(LAVORO RICHIESTO):
a: Secondo il brano su The Good Place, in quale anno il primo Giovanni regala dei fiori alla nonna?
b: Trascrivi senza modifiche il tratto del brano su The Good Place che va da "Perché il metodo" fino a "la stessa azione?".
c: Nel brano su The Good Place, elenca le persone che l'ultimo paragrafo coinvolge nel regalo di fiori del Giovanni contemporaneo.

(BRANO FORNITO):
----------------

La complessità dei nostri sistemi ci porterà all’inferno?

La sdraio

L’anno scorso di questi tempi avevo appena finito di vedere The Good Place, una serie tv americana comedy, niente di eccezionale, anzi. Difficile parlarne senza rischiare di spoilerare il finale, ma diciamo che il succo è che c’è un Good Place, il paradiso, e un Bad Place, l’inferno. Mentre quest’ultimo è popoloso come una metro di Pechino nell’ora di punta, il paradiso rimane semi vuoto, come il concerto dell’amico dell’amico dove ti trascinano il Martedì sera. Questo perché?

Perché il metodo di smistamento delle anime post mortem non è altro che un conteggio di voti, come se la vita fosse un talent: otteniamo dei punti quando le nostre azioni sono altruiste ed hanno conseguenze positive, mentre ci vengono sottratti quando abbiamo ripercussioni negative sul mondo che ci circonda.

Perché quindi pochissimi negli ultimi 500 anni sono riusciti a raggiungere il Good Place, il paradiso? Qui la serie tira fuori una questione interessante, la complessità del nostro sistema neocapitalista. Infatti: se tale Giovanni nel 1667 ha regalato dei fiori alla nonna rendendola felice e ha guadagnato dei punti, perché un altro Giovanni di tre secoli dopo ottiene invece un punteggio negativo facendo la stessa azione?

La risposta sta nel sistema. Perché i fiori che il tal Giovanni contemporaneo ha regalato alla nonna sono stati colti da una donna immigrata da un Paese reso povero dall’inasprimento delle regole di mercato, una donna senza diritti, probabilmente sottopagata e sfruttata. Perché queste belle peonie sono state poi incartate in un polimero che si degraderà in 500 anni, smaltito impropriamente nella più grande discarica a cielo aperto del mondo: il mare. La nonna riceverà questi fiori direttamente a casa grazie ad un fattorino di Glovo, che ha rischiato la vita in bici su strade dissestate per pochi euro e zero garanzie.

----------------

(ESTRATTI DEI DATI):
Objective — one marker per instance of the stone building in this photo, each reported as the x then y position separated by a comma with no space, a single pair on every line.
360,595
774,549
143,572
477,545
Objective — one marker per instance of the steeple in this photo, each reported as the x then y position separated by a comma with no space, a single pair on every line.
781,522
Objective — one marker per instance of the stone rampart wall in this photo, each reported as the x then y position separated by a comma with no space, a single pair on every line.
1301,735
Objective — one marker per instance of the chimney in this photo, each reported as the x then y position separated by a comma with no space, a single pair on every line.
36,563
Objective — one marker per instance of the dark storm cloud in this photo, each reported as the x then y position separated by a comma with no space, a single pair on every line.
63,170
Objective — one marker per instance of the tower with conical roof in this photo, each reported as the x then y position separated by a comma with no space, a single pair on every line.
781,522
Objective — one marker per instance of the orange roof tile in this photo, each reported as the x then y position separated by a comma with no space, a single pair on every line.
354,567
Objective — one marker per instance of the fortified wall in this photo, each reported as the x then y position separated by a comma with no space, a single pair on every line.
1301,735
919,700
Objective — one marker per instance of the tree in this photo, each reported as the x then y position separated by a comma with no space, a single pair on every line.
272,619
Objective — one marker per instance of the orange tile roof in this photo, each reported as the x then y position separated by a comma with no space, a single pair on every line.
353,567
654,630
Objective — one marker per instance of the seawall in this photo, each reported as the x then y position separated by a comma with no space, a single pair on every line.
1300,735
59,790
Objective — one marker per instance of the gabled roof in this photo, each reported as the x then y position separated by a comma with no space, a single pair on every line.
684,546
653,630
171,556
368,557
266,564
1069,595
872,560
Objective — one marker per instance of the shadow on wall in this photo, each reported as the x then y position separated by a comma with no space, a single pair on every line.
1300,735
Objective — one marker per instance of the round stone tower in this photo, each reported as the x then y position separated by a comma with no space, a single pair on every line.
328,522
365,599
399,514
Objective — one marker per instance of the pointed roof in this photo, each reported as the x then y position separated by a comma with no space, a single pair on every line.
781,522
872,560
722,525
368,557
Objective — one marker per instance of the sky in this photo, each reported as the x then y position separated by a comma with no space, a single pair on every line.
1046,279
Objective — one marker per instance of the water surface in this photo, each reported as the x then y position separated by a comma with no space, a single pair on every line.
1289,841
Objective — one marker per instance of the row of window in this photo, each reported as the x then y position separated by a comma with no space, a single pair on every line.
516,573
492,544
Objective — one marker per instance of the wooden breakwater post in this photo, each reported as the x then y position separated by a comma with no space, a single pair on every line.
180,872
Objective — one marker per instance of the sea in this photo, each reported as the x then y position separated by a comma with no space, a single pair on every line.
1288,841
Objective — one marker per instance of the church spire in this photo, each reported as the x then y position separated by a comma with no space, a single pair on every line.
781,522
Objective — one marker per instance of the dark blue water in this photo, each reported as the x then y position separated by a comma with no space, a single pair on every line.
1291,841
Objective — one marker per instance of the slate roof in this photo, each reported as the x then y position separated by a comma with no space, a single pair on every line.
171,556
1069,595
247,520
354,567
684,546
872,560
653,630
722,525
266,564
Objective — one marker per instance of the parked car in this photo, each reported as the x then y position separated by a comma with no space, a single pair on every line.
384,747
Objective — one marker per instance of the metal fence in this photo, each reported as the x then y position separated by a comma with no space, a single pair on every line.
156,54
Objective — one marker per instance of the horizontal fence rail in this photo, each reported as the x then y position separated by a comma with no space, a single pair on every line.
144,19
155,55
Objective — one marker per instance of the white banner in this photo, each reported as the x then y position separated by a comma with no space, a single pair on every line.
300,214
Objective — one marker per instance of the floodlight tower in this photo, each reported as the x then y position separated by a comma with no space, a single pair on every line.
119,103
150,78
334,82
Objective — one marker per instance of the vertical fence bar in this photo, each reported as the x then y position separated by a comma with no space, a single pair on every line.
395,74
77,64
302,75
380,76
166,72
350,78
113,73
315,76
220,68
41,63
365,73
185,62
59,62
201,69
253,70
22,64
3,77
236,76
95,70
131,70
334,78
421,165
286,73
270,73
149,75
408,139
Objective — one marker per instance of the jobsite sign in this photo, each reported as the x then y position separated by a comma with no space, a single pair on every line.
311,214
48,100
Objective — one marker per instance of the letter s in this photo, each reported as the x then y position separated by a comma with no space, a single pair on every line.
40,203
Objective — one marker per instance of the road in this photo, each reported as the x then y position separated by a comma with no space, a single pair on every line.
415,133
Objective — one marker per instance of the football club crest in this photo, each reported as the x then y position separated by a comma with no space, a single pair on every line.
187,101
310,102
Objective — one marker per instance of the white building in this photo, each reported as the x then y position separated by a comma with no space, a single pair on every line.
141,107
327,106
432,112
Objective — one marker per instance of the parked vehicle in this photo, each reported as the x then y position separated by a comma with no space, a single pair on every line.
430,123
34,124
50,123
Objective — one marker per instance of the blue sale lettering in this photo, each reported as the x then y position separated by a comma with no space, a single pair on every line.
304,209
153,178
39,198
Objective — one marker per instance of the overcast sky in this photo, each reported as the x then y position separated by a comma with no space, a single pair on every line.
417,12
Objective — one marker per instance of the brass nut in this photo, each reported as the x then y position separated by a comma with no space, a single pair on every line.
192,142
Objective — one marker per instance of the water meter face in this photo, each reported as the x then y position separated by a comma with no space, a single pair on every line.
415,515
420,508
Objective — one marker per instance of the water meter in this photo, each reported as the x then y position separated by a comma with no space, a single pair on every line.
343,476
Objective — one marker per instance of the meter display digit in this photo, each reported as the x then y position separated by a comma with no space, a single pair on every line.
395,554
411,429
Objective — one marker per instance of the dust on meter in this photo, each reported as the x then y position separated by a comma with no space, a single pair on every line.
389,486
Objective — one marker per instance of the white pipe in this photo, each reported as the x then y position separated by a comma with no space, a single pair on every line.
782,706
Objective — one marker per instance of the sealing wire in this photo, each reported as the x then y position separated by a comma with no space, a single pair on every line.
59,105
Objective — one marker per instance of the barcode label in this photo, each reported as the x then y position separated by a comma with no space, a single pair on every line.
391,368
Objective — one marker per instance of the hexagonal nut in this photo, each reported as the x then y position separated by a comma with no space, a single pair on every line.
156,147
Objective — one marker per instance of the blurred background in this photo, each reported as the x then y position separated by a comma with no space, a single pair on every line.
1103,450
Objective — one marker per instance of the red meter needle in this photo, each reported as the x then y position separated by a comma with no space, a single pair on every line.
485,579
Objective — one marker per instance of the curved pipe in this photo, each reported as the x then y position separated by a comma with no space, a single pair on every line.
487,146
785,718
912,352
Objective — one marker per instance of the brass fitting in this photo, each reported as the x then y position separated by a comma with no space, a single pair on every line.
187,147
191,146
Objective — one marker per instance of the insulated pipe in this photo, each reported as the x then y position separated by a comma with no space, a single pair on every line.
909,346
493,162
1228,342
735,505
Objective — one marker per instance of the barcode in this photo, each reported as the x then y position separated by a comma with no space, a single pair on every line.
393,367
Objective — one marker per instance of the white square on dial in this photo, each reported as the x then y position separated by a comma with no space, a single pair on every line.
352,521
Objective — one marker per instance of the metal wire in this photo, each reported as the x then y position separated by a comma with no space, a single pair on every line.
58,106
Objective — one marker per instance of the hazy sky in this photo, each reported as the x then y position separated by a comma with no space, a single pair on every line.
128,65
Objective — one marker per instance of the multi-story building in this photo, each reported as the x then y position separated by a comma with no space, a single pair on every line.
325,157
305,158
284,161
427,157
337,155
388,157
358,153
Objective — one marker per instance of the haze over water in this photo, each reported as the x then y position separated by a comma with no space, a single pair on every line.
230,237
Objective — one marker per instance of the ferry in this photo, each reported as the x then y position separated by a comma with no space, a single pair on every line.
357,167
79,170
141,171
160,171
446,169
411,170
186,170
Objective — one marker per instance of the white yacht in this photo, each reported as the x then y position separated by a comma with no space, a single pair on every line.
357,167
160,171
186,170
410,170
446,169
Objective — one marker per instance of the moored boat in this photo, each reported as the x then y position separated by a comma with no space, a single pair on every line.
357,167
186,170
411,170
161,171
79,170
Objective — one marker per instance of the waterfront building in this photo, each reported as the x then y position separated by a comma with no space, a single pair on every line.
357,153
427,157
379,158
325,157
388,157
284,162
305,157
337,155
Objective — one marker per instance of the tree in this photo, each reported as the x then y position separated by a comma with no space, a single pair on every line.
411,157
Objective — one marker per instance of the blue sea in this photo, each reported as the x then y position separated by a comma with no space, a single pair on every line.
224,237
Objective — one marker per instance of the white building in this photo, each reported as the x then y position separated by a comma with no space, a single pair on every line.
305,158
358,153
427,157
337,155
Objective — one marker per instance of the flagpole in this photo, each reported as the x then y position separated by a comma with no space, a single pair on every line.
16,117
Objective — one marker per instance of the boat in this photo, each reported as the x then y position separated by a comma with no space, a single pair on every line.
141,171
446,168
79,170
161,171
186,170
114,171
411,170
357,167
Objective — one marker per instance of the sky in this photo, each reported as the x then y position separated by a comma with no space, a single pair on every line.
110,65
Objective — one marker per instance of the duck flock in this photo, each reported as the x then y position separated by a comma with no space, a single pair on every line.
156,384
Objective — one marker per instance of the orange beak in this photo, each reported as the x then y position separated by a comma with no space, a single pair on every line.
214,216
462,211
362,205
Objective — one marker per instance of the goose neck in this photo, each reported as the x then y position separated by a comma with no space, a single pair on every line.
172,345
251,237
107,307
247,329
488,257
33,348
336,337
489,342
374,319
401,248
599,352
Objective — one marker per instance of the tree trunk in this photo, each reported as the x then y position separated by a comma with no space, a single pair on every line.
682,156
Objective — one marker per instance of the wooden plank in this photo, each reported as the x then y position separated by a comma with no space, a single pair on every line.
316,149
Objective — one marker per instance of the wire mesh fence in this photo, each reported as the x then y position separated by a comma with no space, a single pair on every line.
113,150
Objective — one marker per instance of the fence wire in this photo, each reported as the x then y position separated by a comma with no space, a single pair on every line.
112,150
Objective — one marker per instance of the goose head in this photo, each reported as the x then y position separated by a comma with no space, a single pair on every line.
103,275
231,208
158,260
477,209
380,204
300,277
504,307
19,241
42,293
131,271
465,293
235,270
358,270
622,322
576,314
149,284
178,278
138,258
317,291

----------------

(RISULTATI ATTESI):
a: Nel 1667.

b:
Perché il metodo di smistamento delle anime post mortem non è altro che un conteggio di voti, come se la vita fosse un talent: otteniamo dei punti quando le nostre azioni sono altruiste ed hanno conseguenze positive, mentre ci vengono sottratti quando abbiamo ripercussioni negative sul mondo che ci circonda.

Perché quindi pochissimi negli ultimi 500 anni sono riusciti a raggiungere il Good Place, il paradiso? Qui la serie tira fuori una questione interessante, la complessità del nostro sistema neocapitalista. Infatti: se tale Giovanni nel 1667 ha regalato dei fiori alla nonna rendendola felice e ha guadagnato dei punti, perché un altro Giovanni di tre secoli dopo ottiene invece un punteggio negativo facendo la stessa azione?

c:
- il Giovanni contemporaneo
- la nonna
- la donna immigrata che ha colto i fiori
- il fattorino di Glovo che li consegna